___ Source data ___

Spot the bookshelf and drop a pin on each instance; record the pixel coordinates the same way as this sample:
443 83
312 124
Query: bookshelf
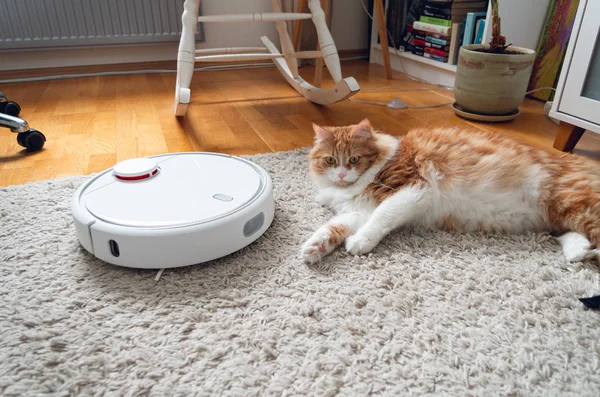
522 23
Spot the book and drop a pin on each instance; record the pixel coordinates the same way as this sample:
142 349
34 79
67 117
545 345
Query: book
480 28
418 50
433 51
455 42
436 57
429 27
470 23
443 47
435 21
437 40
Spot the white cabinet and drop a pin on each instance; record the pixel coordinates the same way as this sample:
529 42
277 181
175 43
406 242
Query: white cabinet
577 100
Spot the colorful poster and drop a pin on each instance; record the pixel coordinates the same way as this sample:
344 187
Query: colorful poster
552 47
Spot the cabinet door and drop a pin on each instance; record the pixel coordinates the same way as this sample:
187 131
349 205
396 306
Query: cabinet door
581 96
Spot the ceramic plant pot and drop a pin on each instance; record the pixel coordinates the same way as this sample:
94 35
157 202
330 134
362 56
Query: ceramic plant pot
492 84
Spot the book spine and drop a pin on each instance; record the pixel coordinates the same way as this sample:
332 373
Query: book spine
429 12
442 47
435 21
434 51
431 28
418 51
434 8
435 57
435 40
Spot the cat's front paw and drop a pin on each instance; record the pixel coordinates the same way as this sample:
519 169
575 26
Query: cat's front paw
312 253
359 244
316 247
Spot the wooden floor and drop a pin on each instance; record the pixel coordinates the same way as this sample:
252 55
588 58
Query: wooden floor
91 123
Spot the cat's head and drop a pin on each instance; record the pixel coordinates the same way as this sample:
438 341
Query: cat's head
342 154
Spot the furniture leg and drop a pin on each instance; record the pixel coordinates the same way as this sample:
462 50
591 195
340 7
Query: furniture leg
298 26
287 47
319 61
567 137
385 50
186 55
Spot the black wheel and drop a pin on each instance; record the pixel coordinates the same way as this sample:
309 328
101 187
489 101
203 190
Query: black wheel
11 108
32 140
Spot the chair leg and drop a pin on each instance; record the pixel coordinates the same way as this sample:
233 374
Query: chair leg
319 61
567 137
298 26
186 56
287 47
326 43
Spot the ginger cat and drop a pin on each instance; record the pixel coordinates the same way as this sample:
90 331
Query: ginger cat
457 180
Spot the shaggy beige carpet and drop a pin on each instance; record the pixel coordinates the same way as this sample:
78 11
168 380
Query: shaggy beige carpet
426 313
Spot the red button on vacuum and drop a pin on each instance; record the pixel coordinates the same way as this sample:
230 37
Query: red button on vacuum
135 169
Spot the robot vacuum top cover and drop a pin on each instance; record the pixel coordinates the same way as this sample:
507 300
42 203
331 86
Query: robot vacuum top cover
173 210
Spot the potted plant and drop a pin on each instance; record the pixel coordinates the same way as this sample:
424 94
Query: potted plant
492 79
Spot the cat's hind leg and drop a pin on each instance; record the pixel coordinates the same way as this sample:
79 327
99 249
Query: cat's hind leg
405 205
331 235
576 247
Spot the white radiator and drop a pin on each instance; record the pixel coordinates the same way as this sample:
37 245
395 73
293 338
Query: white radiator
27 24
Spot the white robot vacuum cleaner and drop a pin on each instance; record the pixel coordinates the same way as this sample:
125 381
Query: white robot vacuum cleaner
173 210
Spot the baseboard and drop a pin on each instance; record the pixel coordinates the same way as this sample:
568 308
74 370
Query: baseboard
115 66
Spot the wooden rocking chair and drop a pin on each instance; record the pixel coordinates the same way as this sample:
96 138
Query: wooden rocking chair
285 62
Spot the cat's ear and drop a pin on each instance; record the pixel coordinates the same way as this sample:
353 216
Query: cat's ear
362 130
321 134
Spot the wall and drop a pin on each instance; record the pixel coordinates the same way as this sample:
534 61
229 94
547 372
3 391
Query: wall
349 29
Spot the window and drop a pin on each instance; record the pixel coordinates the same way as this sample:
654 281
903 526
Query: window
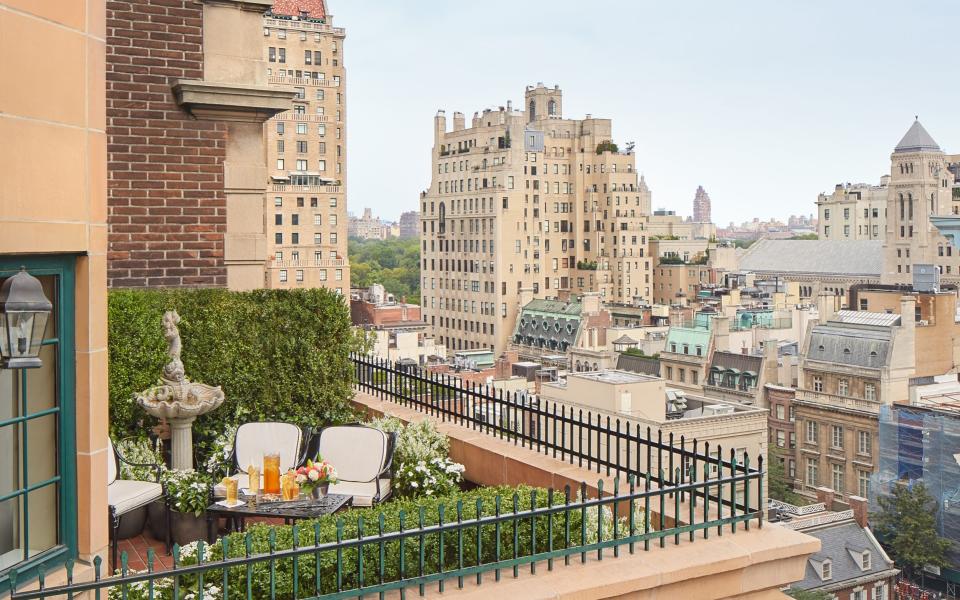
836 437
813 472
838 478
843 386
38 519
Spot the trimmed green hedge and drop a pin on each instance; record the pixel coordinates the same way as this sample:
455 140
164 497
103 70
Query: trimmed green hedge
260 542
278 354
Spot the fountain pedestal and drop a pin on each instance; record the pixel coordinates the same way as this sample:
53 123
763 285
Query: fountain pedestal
178 401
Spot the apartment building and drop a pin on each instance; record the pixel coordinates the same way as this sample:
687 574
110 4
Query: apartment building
851 365
855 211
526 200
306 203
410 224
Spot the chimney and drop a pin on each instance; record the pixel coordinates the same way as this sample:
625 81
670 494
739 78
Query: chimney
826 495
860 512
721 333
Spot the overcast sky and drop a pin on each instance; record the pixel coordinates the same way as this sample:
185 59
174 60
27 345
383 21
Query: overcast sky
765 103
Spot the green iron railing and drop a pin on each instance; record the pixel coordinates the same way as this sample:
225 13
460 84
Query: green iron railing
480 542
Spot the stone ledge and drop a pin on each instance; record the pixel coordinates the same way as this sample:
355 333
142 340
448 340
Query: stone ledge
231 102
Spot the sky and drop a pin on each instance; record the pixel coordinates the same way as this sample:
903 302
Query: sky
765 103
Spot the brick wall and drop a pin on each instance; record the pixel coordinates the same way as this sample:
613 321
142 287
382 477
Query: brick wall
167 212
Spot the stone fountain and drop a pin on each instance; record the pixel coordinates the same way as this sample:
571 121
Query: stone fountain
178 401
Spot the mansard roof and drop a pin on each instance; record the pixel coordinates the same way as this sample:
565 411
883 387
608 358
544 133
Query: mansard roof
917 140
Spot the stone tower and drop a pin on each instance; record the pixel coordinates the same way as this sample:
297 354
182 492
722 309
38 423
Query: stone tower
919 188
701 206
543 102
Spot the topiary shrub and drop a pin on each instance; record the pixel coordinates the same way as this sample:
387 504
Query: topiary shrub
280 355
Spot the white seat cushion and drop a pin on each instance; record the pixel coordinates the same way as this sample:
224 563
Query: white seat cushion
357 453
125 495
363 492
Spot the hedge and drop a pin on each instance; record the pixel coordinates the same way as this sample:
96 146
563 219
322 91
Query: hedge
260 542
280 355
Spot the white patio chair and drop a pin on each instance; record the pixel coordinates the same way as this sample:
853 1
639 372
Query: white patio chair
254 440
126 495
362 457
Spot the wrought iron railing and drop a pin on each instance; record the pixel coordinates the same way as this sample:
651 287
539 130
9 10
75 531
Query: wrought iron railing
699 494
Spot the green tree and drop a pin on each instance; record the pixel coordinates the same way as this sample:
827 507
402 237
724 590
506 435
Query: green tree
906 523
778 484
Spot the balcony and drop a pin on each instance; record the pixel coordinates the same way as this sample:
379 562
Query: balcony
315 82
847 402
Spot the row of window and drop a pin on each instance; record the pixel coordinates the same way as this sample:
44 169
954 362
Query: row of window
295 238
314 201
298 273
295 219
837 440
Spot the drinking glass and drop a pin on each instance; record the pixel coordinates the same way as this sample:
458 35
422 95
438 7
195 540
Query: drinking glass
271 474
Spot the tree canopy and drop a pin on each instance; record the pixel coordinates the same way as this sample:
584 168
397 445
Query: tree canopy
906 525
394 263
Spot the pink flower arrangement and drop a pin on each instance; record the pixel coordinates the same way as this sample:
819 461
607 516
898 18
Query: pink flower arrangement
316 474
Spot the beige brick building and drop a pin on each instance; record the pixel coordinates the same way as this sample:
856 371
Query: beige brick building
305 206
526 200
854 212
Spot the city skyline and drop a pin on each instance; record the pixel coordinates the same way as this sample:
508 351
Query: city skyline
703 105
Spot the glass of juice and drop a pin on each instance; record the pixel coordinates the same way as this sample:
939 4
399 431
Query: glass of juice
271 474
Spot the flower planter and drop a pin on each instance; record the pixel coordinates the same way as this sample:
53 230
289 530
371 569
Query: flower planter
131 523
187 528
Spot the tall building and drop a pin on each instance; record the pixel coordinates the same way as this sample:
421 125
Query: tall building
921 186
526 200
854 211
306 149
187 96
410 224
701 206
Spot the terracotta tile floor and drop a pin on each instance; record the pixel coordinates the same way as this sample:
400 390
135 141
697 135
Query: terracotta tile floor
137 547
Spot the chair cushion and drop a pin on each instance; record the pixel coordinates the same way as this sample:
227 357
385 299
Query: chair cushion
362 492
358 454
254 440
125 495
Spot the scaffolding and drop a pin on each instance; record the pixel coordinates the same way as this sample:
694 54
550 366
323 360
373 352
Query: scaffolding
921 442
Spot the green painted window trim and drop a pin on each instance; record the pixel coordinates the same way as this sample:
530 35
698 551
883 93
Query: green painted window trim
64 267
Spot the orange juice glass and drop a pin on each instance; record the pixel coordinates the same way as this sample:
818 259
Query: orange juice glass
271 474
232 484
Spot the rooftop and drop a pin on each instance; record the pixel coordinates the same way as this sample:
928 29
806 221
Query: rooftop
855 257
916 140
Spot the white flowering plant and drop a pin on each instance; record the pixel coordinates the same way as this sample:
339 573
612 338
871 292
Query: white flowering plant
218 461
188 491
422 463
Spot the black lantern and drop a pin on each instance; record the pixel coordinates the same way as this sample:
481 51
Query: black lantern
24 311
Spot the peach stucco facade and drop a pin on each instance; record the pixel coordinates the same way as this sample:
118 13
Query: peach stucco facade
53 199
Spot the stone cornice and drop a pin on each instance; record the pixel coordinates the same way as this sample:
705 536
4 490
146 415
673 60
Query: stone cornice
260 6
230 101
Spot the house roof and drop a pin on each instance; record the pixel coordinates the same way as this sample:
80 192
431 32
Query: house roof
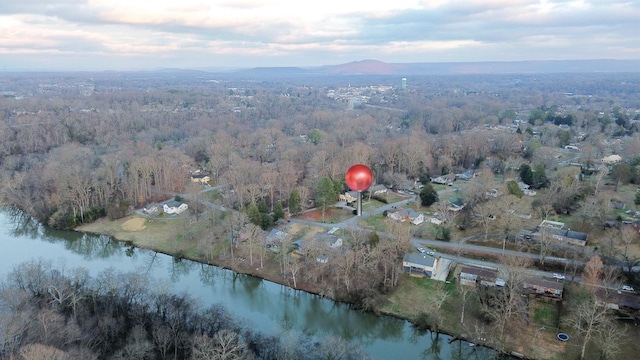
485 273
420 259
173 203
547 284
576 235
377 188
276 234
326 238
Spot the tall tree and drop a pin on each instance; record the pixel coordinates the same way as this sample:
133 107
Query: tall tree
326 194
428 195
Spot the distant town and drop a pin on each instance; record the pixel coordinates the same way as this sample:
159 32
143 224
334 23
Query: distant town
504 208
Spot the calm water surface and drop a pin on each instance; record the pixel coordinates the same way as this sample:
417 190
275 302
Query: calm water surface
264 305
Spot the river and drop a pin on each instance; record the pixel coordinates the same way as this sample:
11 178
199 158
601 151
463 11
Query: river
266 306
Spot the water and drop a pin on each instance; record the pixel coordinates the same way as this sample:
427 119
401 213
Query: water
263 305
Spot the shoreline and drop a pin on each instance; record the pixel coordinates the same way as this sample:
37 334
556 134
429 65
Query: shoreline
239 270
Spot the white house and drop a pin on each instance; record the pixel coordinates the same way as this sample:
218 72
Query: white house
174 207
419 265
612 159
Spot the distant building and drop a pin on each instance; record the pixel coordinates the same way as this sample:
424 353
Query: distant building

___

| Brief |
Set down the line holding "Query: shoreline" and all later lines through the last one in the material above, exactly, and no other lines.

| Response for this exercise |
Query: shoreline
239 270
Spot the white house and drop a pin on each instance; record the pixel coordinates the same way as this sample:
218 72
Query: white house
174 207
419 265
612 159
Spot the distant building and drop a pin on each instance; record the pixel coordinates the same way as this sample:
424 353
Query: distant building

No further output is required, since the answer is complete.